## Your instructions
Search the data for the word "rise" and copy every line that contains it.

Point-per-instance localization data
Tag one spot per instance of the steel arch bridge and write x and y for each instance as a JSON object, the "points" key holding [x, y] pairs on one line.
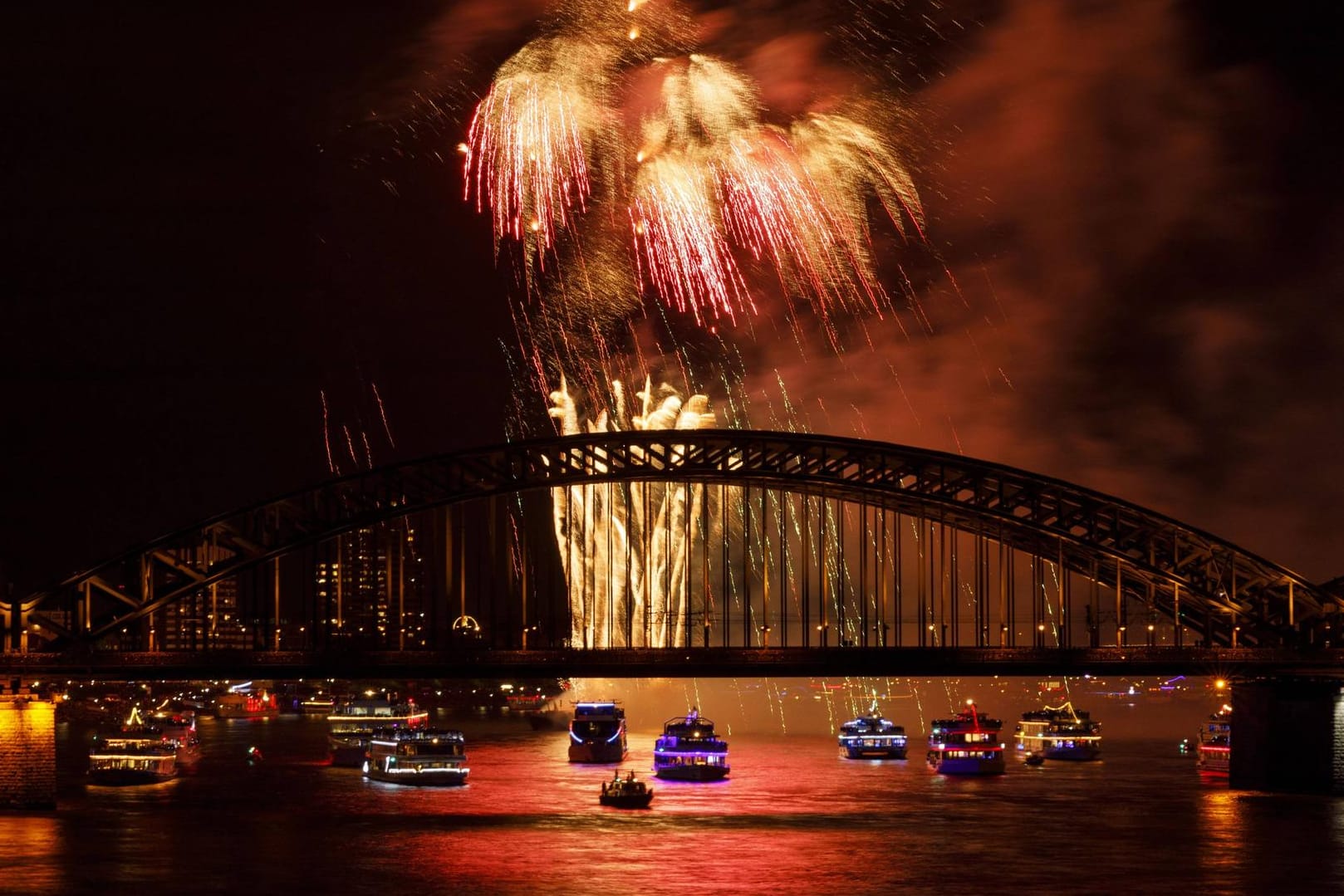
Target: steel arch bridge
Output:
{"points": [[702, 543]]}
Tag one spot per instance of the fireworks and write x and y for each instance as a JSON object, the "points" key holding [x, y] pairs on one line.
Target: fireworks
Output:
{"points": [[704, 182], [635, 174], [628, 550]]}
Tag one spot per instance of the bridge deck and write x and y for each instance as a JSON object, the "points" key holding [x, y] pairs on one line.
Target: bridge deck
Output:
{"points": [[682, 663]]}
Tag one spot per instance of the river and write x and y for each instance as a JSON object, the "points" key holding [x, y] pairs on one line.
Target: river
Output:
{"points": [[793, 818]]}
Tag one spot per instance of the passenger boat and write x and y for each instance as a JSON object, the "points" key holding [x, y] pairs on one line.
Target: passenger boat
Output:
{"points": [[1059, 732], [597, 732], [179, 730], [625, 791], [872, 737], [246, 706], [419, 756], [967, 745], [1215, 745], [317, 706], [136, 755], [354, 722], [689, 750]]}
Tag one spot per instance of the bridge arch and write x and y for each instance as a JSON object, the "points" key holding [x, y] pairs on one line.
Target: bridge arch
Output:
{"points": [[865, 543]]}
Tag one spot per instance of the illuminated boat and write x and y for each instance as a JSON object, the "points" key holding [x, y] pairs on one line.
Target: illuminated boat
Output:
{"points": [[246, 706], [179, 731], [1215, 745], [967, 745], [872, 737], [1059, 732], [317, 706], [597, 732], [132, 759], [419, 756], [689, 750], [625, 793], [354, 723]]}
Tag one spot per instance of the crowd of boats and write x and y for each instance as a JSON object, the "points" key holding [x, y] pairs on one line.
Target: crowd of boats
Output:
{"points": [[394, 742]]}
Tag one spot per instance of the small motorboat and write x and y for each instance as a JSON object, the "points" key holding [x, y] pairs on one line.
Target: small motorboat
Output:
{"points": [[624, 791]]}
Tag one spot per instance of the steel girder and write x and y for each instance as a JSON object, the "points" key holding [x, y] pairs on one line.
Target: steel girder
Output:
{"points": [[1178, 567]]}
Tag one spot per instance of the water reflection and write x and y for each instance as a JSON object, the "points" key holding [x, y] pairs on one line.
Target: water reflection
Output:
{"points": [[792, 818]]}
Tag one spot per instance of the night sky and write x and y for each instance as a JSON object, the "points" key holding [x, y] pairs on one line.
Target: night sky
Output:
{"points": [[215, 217]]}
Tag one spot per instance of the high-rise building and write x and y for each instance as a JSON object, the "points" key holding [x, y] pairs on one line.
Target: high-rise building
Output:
{"points": [[370, 587]]}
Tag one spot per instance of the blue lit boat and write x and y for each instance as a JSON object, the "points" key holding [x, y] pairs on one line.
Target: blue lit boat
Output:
{"points": [[967, 745], [597, 732], [1059, 732], [352, 724], [417, 756], [1215, 745], [872, 737], [689, 750]]}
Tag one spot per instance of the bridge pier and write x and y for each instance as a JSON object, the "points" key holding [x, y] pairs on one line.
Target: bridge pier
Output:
{"points": [[27, 752], [1288, 735]]}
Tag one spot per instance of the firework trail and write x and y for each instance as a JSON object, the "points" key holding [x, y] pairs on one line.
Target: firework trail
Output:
{"points": [[659, 215]]}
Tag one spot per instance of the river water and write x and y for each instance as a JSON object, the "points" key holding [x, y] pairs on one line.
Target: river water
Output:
{"points": [[792, 818]]}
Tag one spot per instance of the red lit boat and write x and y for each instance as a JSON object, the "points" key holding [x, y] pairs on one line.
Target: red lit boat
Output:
{"points": [[967, 745]]}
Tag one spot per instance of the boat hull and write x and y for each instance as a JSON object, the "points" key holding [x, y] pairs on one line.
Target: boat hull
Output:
{"points": [[874, 752], [348, 755], [636, 801], [968, 766], [421, 778], [597, 752], [228, 712], [693, 772], [128, 776], [1072, 754]]}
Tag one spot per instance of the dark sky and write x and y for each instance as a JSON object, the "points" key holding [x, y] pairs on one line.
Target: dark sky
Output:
{"points": [[214, 217]]}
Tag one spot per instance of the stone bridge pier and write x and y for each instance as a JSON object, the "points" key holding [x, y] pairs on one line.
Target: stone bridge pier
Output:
{"points": [[1288, 735], [27, 752]]}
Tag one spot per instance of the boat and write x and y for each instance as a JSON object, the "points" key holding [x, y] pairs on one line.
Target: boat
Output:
{"points": [[1059, 732], [237, 704], [317, 706], [135, 755], [179, 730], [597, 732], [967, 745], [542, 712], [419, 756], [689, 750], [624, 791], [354, 722], [1215, 745], [872, 737]]}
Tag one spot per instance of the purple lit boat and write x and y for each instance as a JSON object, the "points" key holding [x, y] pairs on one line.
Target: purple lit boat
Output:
{"points": [[689, 750], [967, 745], [597, 732]]}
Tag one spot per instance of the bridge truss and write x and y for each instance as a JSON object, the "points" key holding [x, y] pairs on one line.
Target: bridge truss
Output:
{"points": [[743, 539]]}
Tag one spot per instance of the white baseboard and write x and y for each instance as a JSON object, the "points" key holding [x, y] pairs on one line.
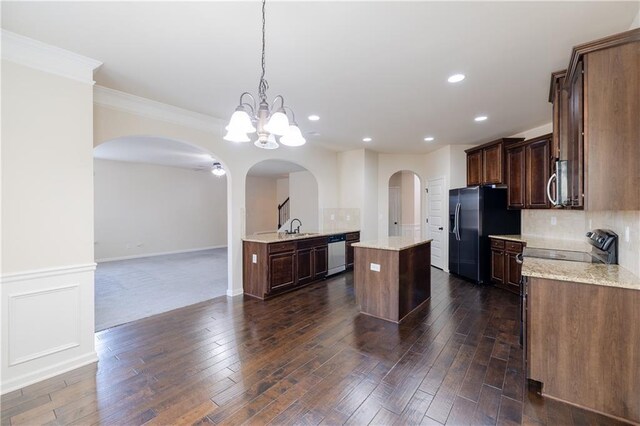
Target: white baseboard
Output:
{"points": [[234, 293], [47, 372], [138, 256]]}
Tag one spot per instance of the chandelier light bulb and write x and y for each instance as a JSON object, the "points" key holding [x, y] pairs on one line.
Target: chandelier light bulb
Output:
{"points": [[261, 116], [268, 143], [236, 136], [240, 122], [278, 124]]}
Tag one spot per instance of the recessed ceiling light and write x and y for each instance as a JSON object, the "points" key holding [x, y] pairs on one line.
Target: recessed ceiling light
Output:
{"points": [[456, 78]]}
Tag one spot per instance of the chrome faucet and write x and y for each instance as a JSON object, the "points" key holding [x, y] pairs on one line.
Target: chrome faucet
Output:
{"points": [[297, 231]]}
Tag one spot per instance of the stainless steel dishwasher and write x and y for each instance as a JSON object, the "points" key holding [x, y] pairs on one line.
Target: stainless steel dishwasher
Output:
{"points": [[337, 253]]}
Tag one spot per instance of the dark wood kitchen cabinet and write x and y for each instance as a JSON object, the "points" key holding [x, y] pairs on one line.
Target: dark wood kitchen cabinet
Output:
{"points": [[528, 171], [486, 163], [351, 237], [596, 108], [505, 270], [273, 268]]}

## Your solution
Tag one spot per instance of the high-rise building and write x and y for each instance as a JSON object, the "points" key holding [x, y] pairs on one line.
Target: high-rise building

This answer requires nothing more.